EXTRAIT DU DOCUMENT:
....
Jeudi 8 novembre, un millier d’étudiants des universités
de Paris ont participé à une manifestation pour protester contre la réforme de
l’université appelée Loi Pécresse (du nom de la ministre de l’Enseignement
supérieur) ou LRU (Loi relative aux libertés et responsabilités des
universités, connue aussi sous le nom de Loi sur l’autonomie des
universités.)
Ils ont défilé de la Place de la Bastille au ministère de
l’Enseignement supérieur situé dans le Quartier latin. Sur leurs
banderoles on pouvait lire « Contre la privatisation de l’enseignement »,
« Demain étudier c’est s’endetter sur dix ans »,
« La culture coûte cher, pas autant que l’inculture. » Des sympathisants
du World Socialist Web Site ont distribué des tracts de la déclaration La
lutte contre Sarkozy nécessite une nouvelle perspective politique et de l’article La
loi sur les universités ouvre la voie à la privatisation.
Le même jour, d’autres manifestations étaient organisées
dans d’autres villes de France, à Rennes, Toulouse, Lille, Perpignan,
Aix-en-Provence, Caen, Nancy et d’autres encore. Sur les banderoles des
différentes manifestations on trouvait des slogans comme « CPE on
t’a eu, Pécresse on t’aura » (une référence au mouvement de
2006 contre le Contrat première embauche et Valérie Pécresse, la ministre de
l’Enseignement supérieur), « Retrait de la loi Pécresse, solidarité
étudiants travailleurs », « Avec la loi Pécresse, université en
détresse. »
Des protestations et des blocages se développent dans tout le
pays. Plus de 50 universités sur 84 ont tenu des assemblées générales et 30
environ ont voté pour l’abrogation de la loi.
La loi, adoptée par le Parlement en août dernier, accorde aux
universités une plus grande autonomie pour la gestion des biens et du budget, le
recrutement du personnel, l’élaboration du cursus universitaire, la
création de partenariat avec les entreprises et la recherche de financement
supplémentaire auprès de sociétés privées de financement. Elle donne aussi des
pouvoirs spéciaux aux directeurs d’université.
La manifestation parisienne était organisée par le Collectif
contre l’autonomie des universités (CCAU) qui comprend la Fédération
syndicale étudiante (FSE), l’Union des étudiants communistes (UEC), les
Jeunesses communistes (JC) et la section jeunesse de la Ligue communiste
révolutionnaire (LCR). Quelques militants de l’UNEF (Union nationale des
étudiants de France (principal syndicat étudiant proche du Parti socialiste) ont
pris part à la manifestation. Il y avait aussi des professeurs d’université.
Les manifestants dénonçaient la privatisation de
l’enseignement supérieur, le risque de diktats imposés par les
entreprises privées, l’augmentation des frais d’inscription et
l’aggravation des inégalités sociales. Ils exprimaient la crainte que
l’intégration des entreprises privées dans les conseils
d’administration et leur financement des universités fassent qu’ils
ne financent que les matières orientées vers les besoins des entreprises. Cela
signifie que les cours de littérature, d’histoire, de sociologie, etc. risquent
de ne pas être financés et d’être supprimés.
....
DONNÉES FOURNIES:
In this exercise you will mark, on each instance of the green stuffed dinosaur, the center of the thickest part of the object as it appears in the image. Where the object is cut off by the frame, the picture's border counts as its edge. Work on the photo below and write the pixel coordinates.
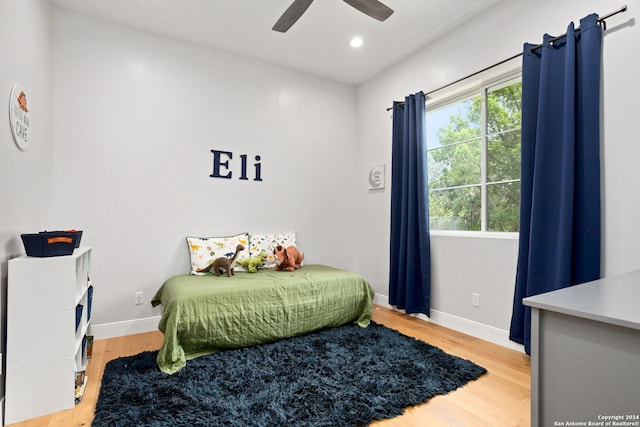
(252, 264)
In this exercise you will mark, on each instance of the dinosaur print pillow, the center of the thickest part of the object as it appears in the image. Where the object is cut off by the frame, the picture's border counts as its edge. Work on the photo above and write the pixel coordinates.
(204, 250)
(265, 243)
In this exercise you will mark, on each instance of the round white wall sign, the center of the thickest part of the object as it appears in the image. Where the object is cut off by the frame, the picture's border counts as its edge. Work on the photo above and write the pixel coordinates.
(19, 117)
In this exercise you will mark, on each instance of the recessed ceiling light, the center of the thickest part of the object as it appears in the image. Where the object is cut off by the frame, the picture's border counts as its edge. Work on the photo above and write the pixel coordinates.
(356, 42)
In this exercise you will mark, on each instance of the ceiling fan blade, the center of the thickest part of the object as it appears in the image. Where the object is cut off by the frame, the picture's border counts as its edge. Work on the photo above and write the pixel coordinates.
(291, 15)
(373, 8)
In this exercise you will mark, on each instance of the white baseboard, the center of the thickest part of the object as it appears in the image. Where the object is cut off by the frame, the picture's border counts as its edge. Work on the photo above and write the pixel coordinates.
(128, 327)
(469, 327)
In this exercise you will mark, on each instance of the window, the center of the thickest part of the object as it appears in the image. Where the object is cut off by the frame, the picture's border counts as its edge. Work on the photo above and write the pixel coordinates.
(473, 151)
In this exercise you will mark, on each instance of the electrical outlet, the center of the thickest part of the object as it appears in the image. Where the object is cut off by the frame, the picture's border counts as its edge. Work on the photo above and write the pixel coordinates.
(475, 300)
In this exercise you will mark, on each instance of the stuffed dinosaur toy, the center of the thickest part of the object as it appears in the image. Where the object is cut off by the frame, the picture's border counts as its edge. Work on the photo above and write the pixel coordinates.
(288, 258)
(254, 263)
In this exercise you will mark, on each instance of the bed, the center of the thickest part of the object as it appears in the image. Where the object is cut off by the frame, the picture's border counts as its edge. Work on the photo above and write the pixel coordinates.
(205, 314)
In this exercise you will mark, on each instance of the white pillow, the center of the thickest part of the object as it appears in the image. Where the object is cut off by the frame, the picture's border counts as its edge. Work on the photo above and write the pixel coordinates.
(266, 243)
(204, 250)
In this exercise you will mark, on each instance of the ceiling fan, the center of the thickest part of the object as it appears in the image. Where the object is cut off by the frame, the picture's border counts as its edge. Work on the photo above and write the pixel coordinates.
(373, 8)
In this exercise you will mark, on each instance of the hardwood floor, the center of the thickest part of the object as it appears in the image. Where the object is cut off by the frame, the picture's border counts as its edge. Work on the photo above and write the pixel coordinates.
(501, 397)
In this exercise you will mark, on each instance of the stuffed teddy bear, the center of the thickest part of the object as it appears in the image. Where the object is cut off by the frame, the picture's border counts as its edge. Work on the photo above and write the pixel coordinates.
(287, 259)
(254, 263)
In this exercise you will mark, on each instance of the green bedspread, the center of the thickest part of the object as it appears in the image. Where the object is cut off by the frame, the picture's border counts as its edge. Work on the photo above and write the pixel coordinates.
(205, 314)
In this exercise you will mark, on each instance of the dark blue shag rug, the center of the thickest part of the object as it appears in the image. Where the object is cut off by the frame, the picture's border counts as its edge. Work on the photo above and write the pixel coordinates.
(347, 376)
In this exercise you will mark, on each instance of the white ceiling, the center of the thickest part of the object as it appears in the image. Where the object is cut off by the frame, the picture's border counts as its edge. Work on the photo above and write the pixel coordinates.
(318, 43)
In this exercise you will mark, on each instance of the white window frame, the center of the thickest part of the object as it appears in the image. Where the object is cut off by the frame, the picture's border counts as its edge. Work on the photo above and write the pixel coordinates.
(469, 91)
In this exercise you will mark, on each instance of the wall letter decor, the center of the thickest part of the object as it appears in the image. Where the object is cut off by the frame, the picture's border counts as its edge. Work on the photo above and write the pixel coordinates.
(221, 166)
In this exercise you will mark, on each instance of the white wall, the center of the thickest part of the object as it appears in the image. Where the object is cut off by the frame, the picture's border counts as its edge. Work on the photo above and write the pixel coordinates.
(136, 117)
(25, 176)
(485, 265)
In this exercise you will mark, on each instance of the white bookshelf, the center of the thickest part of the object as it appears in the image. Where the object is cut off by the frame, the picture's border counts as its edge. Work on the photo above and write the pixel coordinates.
(44, 348)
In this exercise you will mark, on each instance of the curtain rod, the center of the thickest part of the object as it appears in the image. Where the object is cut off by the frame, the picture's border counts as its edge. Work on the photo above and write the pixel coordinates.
(600, 21)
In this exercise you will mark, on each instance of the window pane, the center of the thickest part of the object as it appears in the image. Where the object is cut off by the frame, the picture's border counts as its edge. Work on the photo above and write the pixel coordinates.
(456, 122)
(454, 165)
(503, 156)
(503, 207)
(455, 209)
(503, 108)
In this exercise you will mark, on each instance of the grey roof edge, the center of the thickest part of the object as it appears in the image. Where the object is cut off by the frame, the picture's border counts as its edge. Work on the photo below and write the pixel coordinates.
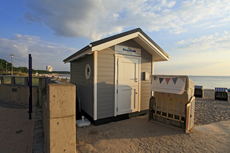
(75, 54)
(98, 42)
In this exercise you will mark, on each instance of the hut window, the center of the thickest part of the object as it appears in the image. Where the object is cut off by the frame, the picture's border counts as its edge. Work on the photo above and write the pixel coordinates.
(87, 71)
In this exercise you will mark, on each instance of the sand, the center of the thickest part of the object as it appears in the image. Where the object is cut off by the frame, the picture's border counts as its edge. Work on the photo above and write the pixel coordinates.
(211, 133)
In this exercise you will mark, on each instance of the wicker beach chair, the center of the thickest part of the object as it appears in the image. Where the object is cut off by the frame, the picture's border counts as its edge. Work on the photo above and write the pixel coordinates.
(173, 101)
(221, 94)
(199, 91)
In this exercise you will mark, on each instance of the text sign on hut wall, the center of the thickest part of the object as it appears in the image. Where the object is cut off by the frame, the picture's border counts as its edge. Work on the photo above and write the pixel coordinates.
(127, 50)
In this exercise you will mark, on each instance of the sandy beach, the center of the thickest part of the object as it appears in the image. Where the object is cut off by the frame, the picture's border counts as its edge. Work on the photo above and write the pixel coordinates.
(210, 134)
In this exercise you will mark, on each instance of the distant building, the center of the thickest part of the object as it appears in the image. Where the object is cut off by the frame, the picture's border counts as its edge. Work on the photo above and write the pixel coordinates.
(49, 68)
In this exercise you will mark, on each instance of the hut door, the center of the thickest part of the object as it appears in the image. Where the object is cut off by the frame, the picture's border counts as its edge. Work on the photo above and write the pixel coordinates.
(127, 86)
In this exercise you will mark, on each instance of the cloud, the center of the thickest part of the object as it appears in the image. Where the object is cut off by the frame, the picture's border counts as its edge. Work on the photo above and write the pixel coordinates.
(43, 53)
(216, 43)
(205, 55)
(96, 19)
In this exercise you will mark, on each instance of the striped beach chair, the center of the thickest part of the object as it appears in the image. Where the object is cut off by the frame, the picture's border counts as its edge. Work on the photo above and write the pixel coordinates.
(221, 94)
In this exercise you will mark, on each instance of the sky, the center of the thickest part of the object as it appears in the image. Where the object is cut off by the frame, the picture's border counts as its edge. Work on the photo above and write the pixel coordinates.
(195, 33)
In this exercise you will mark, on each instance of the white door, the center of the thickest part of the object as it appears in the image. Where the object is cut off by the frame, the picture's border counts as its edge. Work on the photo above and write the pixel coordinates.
(127, 93)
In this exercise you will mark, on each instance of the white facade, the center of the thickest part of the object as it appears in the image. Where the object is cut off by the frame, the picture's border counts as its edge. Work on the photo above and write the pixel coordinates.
(49, 68)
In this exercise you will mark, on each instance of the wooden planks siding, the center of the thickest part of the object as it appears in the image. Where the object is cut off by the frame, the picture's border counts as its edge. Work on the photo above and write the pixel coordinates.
(106, 76)
(146, 59)
(84, 86)
(105, 85)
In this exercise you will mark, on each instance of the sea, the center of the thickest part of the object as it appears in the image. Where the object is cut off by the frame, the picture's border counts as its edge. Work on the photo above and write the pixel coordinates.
(210, 82)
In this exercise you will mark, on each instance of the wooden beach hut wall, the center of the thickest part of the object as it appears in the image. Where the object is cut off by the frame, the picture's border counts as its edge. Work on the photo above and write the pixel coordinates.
(112, 75)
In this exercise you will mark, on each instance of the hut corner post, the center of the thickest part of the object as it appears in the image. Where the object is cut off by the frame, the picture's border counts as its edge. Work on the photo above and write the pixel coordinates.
(30, 86)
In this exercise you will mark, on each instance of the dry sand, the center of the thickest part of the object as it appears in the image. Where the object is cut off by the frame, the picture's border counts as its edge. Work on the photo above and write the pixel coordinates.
(211, 133)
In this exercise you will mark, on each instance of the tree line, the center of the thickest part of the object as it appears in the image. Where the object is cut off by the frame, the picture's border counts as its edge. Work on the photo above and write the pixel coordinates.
(7, 67)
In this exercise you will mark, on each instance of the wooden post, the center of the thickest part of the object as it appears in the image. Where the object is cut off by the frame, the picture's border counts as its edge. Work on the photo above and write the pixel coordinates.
(30, 86)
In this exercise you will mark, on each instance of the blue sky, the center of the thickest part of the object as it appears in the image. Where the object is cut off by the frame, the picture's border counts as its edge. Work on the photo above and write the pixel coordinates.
(195, 33)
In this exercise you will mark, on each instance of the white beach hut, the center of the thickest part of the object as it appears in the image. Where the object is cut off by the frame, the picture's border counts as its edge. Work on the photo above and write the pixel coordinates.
(112, 75)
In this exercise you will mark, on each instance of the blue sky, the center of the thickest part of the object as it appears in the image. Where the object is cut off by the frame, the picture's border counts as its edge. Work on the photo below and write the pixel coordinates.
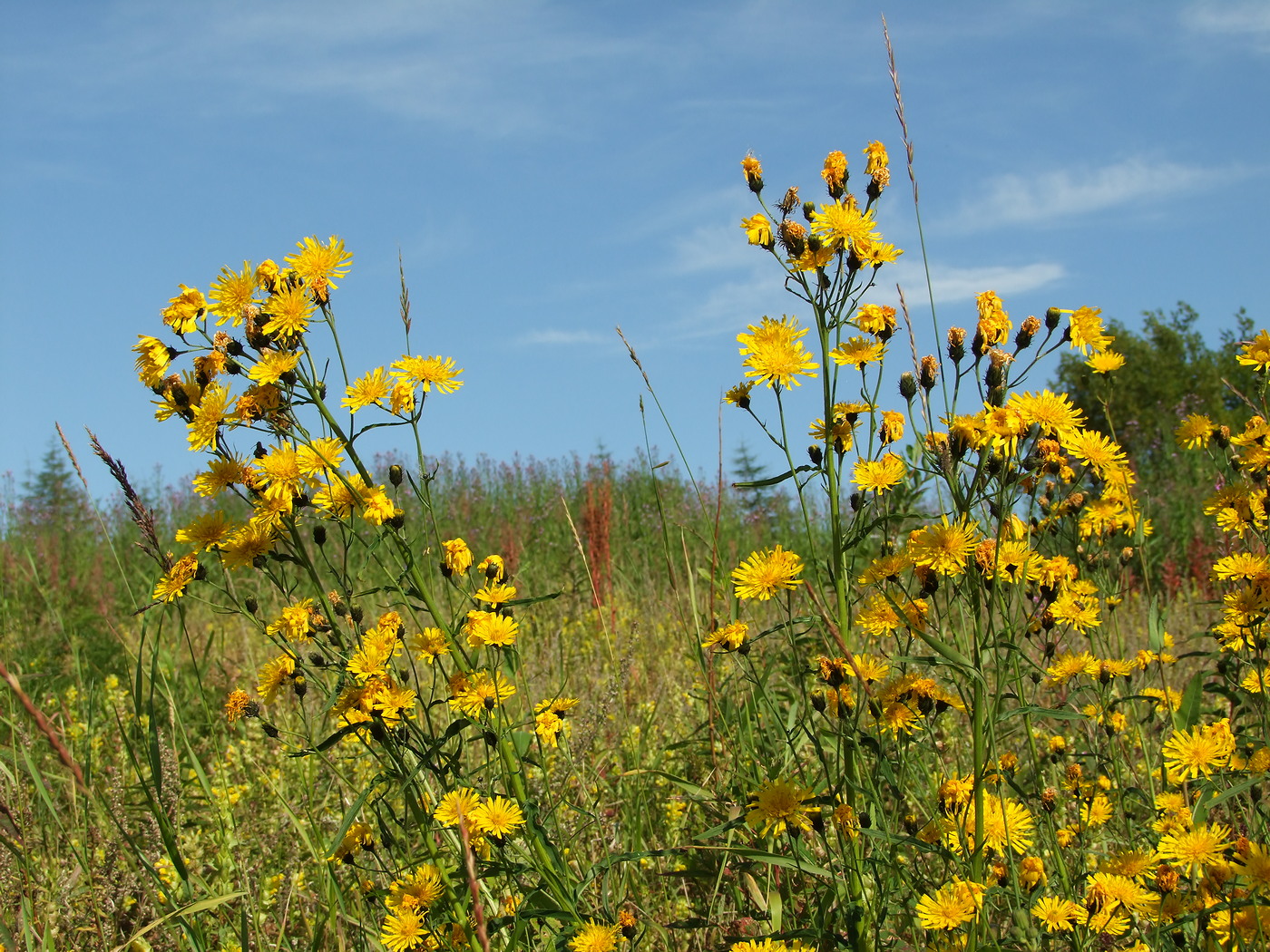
(549, 170)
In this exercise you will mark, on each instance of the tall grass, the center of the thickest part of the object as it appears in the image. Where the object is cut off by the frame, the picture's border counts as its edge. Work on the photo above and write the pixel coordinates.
(923, 701)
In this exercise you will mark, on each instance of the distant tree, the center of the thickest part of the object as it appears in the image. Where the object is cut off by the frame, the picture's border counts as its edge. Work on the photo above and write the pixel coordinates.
(1170, 372)
(53, 494)
(747, 469)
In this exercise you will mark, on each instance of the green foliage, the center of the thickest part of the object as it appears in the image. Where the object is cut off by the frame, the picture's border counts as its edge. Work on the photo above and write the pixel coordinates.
(1170, 372)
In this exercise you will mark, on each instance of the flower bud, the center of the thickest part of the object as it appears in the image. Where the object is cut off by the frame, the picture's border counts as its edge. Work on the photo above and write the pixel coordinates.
(1026, 332)
(929, 372)
(907, 384)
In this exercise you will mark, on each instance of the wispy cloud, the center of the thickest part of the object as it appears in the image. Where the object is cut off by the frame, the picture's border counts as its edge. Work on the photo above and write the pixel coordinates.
(1053, 196)
(961, 285)
(552, 336)
(1247, 21)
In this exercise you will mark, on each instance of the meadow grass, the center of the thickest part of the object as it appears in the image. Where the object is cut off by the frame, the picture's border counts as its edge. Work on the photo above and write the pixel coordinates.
(917, 691)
....
VOTRE CONSIGNE: Pouvez-vous recopier fidèlement le passage de l'article sur la manifestation contre la loi Pécresse, depuis « Jeudi 8 novembre, un » jusqu'à « à la privatisation. » inclus ? La liste n'a ici aucun rôle.

RÉPONSE CI-DESSOUS:
Jeudi 8 novembre, un millier d’étudiants des universités
de Paris ont participé à une manifestation pour protester contre la réforme de
l’université appelée Loi Pécresse (du nom de la ministre de l’Enseignement
supérieur) ou LRU (Loi relative aux libertés et responsabilités des
universités, connue aussi sous le nom de Loi sur l’autonomie des
universités.)
Ils ont défilé de la Place de la Bastille au ministère de
l’Enseignement supérieur situé dans le Quartier latin. Sur leurs
banderoles on pouvait lire « Contre la privatisation de l’enseignement »,
« Demain étudier c’est s’endetter sur dix ans »,
« La culture coûte cher, pas autant que l’inculture. » Des sympathisants
du World Socialist Web Site ont distribué des tracts de la déclaration La
lutte contre Sarkozy nécessite une nouvelle perspective politique et de l’article La
loi sur les universités ouvre la voie à la privatisation.